Do this — In the stock option amendment below, restate the paragraph beginning "WHEREAS, in order to avoid adverse tax consequences" in shorter form while keeping its main facts.
───── Text provided ─────
Exhibit (a)(12)
STOCK OPTION AMENDMENT
AND
SPECIAL BONUS AGREEMENT
AGREEMENT made by KLA-Tencor Corporation (the Company) which shall be effective on the date executed by a validly-authorized officer of the Company.
WHEREAS, the Company previously granted to (the Optionee) the options identified on attached Schedule I (the Options) to purchase shares of the Companys common stock under one or more of the Companys employee stock incentive plans (individually, a Plan).
WHEREAS, the Company and Optionee entered into a formal Stock Option Agreement (the Option Agreement) evidencing each such Option.
WHEREAS, in order to avoid adverse tax consequences under section 409A of the Internal Revenue Code, Optionee desires to amend each of the Options to increase the exercise price per share to be in effect for the unexercised portion of that Option which is subject to section 409A and identified as such on Schedule I (the Covered Portion) to the higher exercise price per share indicated for that portion of such Option on Schedule I.
WHEREAS, in order to compensate Optionee for the increased exercise prices to be in effect for the Covered Portions of the Options, the Company is willing to pay Optionee a special cash bonus in a dollar amount equal to the aggregate increase in the exercise prices for the Covered Portions of the Options listed on Schedule I, with the actual dollar of that bonus indicated as the Total Special Bonus on Schedule I.
───── Supplied material ─────
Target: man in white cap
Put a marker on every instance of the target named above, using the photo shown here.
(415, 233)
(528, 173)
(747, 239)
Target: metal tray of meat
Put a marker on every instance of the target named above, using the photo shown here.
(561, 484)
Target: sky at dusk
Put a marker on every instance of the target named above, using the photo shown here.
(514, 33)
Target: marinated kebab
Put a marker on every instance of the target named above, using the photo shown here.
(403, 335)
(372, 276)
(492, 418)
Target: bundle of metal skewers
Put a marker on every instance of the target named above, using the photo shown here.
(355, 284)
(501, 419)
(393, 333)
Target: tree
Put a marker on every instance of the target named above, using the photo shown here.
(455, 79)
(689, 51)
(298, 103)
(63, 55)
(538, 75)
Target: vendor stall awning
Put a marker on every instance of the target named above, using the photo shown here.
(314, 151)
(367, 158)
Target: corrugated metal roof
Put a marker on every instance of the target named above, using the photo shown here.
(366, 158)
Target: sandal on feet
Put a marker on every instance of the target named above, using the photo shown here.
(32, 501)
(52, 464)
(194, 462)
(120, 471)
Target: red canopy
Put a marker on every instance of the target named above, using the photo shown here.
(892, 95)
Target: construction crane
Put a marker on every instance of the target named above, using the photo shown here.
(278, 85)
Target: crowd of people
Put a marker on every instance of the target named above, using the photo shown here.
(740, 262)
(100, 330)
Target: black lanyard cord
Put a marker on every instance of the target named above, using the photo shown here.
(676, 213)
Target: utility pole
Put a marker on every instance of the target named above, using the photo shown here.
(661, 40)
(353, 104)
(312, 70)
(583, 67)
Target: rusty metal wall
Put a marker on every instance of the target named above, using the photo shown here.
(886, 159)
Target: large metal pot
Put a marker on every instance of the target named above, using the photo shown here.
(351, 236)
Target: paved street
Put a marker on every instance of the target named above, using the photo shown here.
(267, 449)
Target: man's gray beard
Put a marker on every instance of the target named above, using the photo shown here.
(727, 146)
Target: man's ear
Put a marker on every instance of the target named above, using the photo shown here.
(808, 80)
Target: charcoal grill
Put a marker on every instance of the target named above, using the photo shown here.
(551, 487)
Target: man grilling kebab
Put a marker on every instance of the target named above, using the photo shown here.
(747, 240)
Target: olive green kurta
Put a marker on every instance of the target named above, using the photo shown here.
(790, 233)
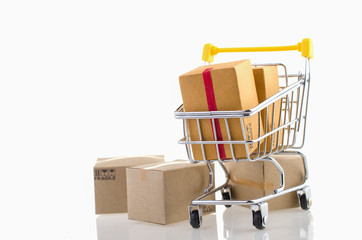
─────
Expected output — To avoid adverse tax consequences under section 409A of the Internal Revenue Code, the Optionee wants to amend each Option. The unexercised portion subject to section 409A, identified on Schedule I as the Covered Portion, would then carry the higher per-share exercise price that Schedule I lists for it.